Start of Record excerpts

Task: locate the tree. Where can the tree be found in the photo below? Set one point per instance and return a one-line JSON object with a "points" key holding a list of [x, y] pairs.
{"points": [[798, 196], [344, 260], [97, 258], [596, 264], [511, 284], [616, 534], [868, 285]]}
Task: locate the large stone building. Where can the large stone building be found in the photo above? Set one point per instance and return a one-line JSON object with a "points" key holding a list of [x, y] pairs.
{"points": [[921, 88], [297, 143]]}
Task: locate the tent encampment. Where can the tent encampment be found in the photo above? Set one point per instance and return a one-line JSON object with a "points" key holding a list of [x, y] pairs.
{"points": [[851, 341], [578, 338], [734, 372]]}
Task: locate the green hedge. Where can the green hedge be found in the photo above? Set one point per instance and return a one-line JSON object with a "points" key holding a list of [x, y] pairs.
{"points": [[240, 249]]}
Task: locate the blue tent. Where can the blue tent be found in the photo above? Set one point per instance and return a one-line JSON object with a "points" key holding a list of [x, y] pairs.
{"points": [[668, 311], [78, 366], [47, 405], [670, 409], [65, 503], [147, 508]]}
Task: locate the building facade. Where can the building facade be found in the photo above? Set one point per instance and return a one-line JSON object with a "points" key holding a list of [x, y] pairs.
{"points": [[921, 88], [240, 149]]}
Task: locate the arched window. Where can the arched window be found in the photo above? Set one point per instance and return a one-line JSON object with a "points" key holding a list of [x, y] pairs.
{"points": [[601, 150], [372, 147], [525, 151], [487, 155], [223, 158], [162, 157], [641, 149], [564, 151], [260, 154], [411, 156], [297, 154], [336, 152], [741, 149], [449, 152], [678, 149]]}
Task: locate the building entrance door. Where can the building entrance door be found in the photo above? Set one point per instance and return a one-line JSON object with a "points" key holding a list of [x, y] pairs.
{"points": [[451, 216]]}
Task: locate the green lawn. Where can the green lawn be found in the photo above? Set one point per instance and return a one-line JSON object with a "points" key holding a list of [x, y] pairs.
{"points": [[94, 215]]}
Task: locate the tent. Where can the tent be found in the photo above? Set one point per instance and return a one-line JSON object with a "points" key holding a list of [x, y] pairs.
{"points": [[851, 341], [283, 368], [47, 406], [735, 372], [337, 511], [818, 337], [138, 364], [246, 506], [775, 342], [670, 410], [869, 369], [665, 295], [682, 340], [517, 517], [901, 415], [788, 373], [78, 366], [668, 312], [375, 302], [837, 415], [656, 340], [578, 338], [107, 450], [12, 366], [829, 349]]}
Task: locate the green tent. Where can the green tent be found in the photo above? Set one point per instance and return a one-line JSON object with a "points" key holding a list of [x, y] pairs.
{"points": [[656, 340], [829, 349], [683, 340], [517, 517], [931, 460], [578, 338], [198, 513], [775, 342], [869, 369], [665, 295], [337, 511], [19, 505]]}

End of Record excerpts

■ **What is being asked**: Repeat back all entries verbatim.

■ **Solution to the problem**:
Task: locate the tree. Where can the tree be found in the photo below? Set one point per instance and return a one-line JSON object with a "points" key holding a list of [x, y] pairs.
{"points": [[798, 196], [344, 260], [97, 258], [596, 264], [511, 284], [616, 534], [868, 285]]}
Task: locate the large stone building. Where can the large stone building be found in the photo above? Set one point per instance and return a one-line JSON object with a "points" key holding a list of [x, y] pairs.
{"points": [[921, 88], [297, 143]]}
Task: locate the tent encampment. Where can the tent encampment be found in the photo above? Set one point per instance and return a one-line JSON object with a "points" key holding a list of [x, y] pairs.
{"points": [[851, 341], [578, 338], [734, 372]]}
Task: locate the green hedge. Where can the green hedge be found in the photo above? Set one point per instance and return a one-line JSON object with a "points" key holding a list of [x, y] pairs.
{"points": [[240, 249]]}
Task: locate the blue tent. Where can the blue tent be found in the photo above? Set one point per instance and return a one-line JSON object with a "points" key holding a list of [x, y] pairs.
{"points": [[668, 311], [78, 366], [47, 405], [670, 409], [65, 503], [147, 508]]}
Task: locate the building facade. Where can the building facade be found in the photo above? Set one point per instance and return a one-line JSON object with a "points" key holding a list of [x, y] pairs.
{"points": [[921, 88], [240, 149]]}
Task: locate the arched window. Where can the arched window be found in the photo above? Set one point per instance and return a one-line JSON object with a "points" key holding a list of [x, y] pairs.
{"points": [[601, 150], [372, 147], [525, 151], [487, 155], [223, 158], [162, 157], [641, 149], [564, 151], [260, 154], [411, 156], [297, 154], [336, 152], [741, 149], [449, 152], [678, 149]]}
Task: locate the building entrance door. Where can the building entrance door be found in the photo above? Set one point per instance and return a one-line JSON object with a "points" key holding a list of [x, y] pairs.
{"points": [[451, 216]]}
Task: locate the green lawn. Where can the green lawn be found in the photo above? Set one point per instance and return a one-line JSON object with a "points" key holding a list of [x, y] pairs.
{"points": [[94, 215]]}
Task: locate the tent. Where can the tent be found in the photo above? Set one point per instance and return a one-line JSON object with a "points" key holding a list of [x, y] pairs.
{"points": [[851, 341], [283, 368], [47, 406], [735, 372], [337, 511], [818, 337], [138, 364], [246, 506], [775, 342], [670, 410], [869, 369], [665, 295], [682, 340], [517, 517], [901, 415], [788, 373], [78, 366], [668, 312], [375, 302], [837, 415], [656, 340], [578, 338], [107, 450], [12, 366], [829, 349]]}
Task: locate the green tent. Where can the green tent be found in the photo above? Set one point per instance and return a one-line JSON object with a "points" key holding a list of [x, y] pairs.
{"points": [[656, 340], [829, 349], [683, 340], [517, 517], [931, 460], [578, 338], [198, 513], [775, 342], [869, 369], [665, 295], [337, 511], [19, 505]]}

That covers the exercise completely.